What is needed: Every record below should be printed exactly as it appears.

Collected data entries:
* * *

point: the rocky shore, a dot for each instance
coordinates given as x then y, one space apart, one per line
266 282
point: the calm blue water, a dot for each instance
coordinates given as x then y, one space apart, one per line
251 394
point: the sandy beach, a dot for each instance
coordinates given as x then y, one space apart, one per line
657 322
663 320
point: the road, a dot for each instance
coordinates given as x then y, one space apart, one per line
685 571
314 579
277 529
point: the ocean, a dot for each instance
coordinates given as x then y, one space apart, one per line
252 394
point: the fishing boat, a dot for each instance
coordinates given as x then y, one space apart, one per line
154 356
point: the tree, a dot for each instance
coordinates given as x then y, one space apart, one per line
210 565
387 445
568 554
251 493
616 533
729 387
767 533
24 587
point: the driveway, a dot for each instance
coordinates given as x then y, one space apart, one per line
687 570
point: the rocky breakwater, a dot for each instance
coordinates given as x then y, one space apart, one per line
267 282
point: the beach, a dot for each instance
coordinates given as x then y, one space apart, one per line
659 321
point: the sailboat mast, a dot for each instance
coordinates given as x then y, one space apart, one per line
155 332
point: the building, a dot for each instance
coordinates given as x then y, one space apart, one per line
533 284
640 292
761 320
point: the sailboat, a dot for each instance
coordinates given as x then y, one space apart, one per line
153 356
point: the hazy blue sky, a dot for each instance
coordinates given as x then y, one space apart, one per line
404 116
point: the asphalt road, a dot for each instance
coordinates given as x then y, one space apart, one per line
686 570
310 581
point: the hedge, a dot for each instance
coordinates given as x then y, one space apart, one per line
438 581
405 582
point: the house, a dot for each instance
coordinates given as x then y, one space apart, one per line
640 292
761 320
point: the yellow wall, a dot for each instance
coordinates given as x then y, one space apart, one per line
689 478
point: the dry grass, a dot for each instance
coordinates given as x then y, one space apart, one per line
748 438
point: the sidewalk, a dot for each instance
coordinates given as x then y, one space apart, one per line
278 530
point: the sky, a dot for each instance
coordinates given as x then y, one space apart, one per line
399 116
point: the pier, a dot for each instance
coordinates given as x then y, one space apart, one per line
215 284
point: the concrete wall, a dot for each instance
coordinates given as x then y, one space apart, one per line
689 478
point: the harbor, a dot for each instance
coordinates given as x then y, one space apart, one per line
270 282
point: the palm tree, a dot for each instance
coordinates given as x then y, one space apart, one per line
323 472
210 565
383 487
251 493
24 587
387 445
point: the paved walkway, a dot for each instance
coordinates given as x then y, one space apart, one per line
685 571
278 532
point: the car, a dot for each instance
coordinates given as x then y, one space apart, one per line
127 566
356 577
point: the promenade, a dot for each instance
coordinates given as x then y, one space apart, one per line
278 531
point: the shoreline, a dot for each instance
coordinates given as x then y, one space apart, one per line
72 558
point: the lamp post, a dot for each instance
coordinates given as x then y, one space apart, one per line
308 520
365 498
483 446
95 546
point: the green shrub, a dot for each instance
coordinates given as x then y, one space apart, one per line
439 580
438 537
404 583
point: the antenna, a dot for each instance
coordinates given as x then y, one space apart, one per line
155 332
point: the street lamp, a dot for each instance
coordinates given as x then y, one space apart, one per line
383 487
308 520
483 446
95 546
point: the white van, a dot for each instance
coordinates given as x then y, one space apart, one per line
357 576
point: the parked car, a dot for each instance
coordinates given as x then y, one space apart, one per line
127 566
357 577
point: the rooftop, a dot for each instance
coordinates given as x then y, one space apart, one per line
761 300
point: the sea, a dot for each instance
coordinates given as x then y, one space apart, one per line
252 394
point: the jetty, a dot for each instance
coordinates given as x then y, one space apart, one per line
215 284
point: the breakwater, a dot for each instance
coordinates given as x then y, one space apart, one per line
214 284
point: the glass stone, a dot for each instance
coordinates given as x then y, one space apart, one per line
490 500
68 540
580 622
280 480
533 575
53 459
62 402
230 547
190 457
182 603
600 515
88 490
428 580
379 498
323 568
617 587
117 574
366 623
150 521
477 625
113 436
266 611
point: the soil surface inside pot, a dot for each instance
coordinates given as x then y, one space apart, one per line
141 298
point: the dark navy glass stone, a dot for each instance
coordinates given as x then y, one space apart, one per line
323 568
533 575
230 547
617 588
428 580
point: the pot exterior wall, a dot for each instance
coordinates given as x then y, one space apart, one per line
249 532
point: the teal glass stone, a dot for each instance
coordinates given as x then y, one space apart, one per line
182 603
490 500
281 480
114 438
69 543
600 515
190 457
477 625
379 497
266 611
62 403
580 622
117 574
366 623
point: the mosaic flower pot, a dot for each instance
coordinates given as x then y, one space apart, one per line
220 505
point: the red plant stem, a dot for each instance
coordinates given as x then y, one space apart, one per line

* * *

Solution to this exercise:
point: the rocky shore, a dot for each instance
coordinates given as x then y, one space apart, one per line
266 282
point: the calm blue water, a dot for each instance
coordinates given as x then y, one space apart, one per line
251 394
point: the sandy beach, a dot for each instance
coordinates given as x then y, one space apart, one per line
657 322
663 320
point: the road, a dot for each instance
coordinates given as x then y, one space apart, one per line
685 571
314 579
277 529
point: the ocean, a dot for each instance
coordinates given as x then y, one space apart, one per line
252 394
point: the fishing boat, a dot for each instance
coordinates given as x then y, one space apart, one per line
154 356
point: the tree, a dot for each instance
coordinates given as x then y, one space apart, one per line
210 565
387 445
568 554
251 493
616 533
729 387
767 533
24 587
point: the driveway, a dot for each instance
coordinates given as x then y, one space apart, one per line
687 570
point: the rocky breakwater, a dot for each instance
coordinates given as x then y, one space apart, one per line
267 282
point: the beach, a dot for each instance
coordinates given as x then y, one space apart, one per line
659 321
point: the sailboat mast, a dot for each instance
coordinates given as x then y, one space apart, one per line
155 332
point: the building, a dot for each instance
coordinates given as x then y, one space apart, one per line
533 284
640 292
761 320
point: the sailboat, a dot for each instance
coordinates given as x then y, one space apart, one per line
153 356
point: the hazy blue sky, a dot for each instance
coordinates given as x then y, one space apart, one per line
404 116
point: the asphalt road, a dot for each instance
coordinates given as x then y, one space apart, one per line
686 570
310 581
point: the hedge, a dot for each instance
coordinates given as x then y, one space apart, one per line
438 581
405 582
point: the house, a dot for each instance
coordinates given as x then y, one space apart, one per line
640 292
761 320
point: the yellow wall, a dot for each instance
coordinates given as x then y, one space apart, one per line
689 478
point: the dry grass, a dot for each instance
coordinates given as x then y, one space apart, one per line
748 438
point: the sidewalk, a dot for each instance
coordinates given as x then y, one space apart, one per line
278 530
point: the sky, a dot for each instance
coordinates given as x then y, one space apart, one per line
399 116
point: the pier, a dot for each instance
coordinates given as x then y, one space apart, one per line
215 284
point: the concrete wall, a dot for each instance
coordinates given as x then y, one space apart, one per line
689 478
point: the harbor, a dot for each instance
coordinates given as x then y, one space apart, one per line
270 282
point: the palm tree, a dot for each instance
coordinates given as x then y, one space apart, one per line
323 472
210 565
383 487
251 493
24 587
387 445
point: the paved walkway, a dot for each instance
coordinates given as x then y, one space apart, one per line
685 571
278 532
point: the car, a dot for each instance
coordinates given as x then y, one space apart, one per line
127 566
356 577
point: the promenade, a dot for each instance
coordinates given as x then y, one space apart, one per line
278 531
point: the shoreline, a dot for each instance
coordinates given as x then y, one space apart, one per line
72 558
point: the lamp post, a dot for each instance
coordinates given as x then y, one space apart, one per line
308 520
365 498
483 446
95 546
point: the green shrub, a dot for each instance
coordinates given as x then y, one space apart, one per line
439 580
438 537
404 583
point: the antenna, a dot for each instance
coordinates given as x then y, one space apart, one per line
155 332
point: the street lamp, a dot for each instance
coordinates given as x then y, one space apart, one per line
383 487
308 520
483 446
95 546
point: the white van, a dot for each instance
coordinates given as x then y, one space apart, one per line
357 576
point: the parked car, a dot for each instance
coordinates given as x then y, one space apart, one per line
127 566
357 577
point: the rooftop, a dot for each instance
coordinates given as x then y, one space apart, one per line
761 300
point: the sea, a dot for each instance
coordinates given as x then y, one space apart, one per line
252 394
point: the jetty, a dot for each instance
coordinates given as x then y, one space apart, one per line
215 284
point: the breakwater, a dot for each instance
coordinates given as x then y, one space apart, one per line
214 284
point: the glass stone, a dot for each instance
coordinates given as x then y, one space apart, one per line
490 500
68 540
580 622
280 480
533 575
53 459
62 402
230 547
190 457
182 603
600 515
88 490
428 580
379 498
323 568
617 587
117 574
366 623
150 521
477 625
113 436
266 611
point: the soil surface inside pot, a dot for each instance
coordinates given as x then y, one space apart, one per line
141 298
point: the dark navy glass stone, a dot for each instance
coordinates given as x then y, one space apart, one per line
323 568
533 575
230 547
617 588
428 580
point: the pot exterior wall, a dot for each instance
coordinates given as x then y, one space apart, one per line
249 532
point: the teal glass stone, a dot for each instance
coordinates given as x then y, one space apart, one per line
182 603
490 500
281 480
114 438
69 543
600 515
190 457
477 625
379 497
266 611
62 403
580 622
117 574
366 623
point: the mosaic flower pot, a dot for each instance
coordinates given as x then y, one space apart, one per line
220 505
point: the red plant stem, a dot for each instance
coordinates given as x then y, one space apart, one per line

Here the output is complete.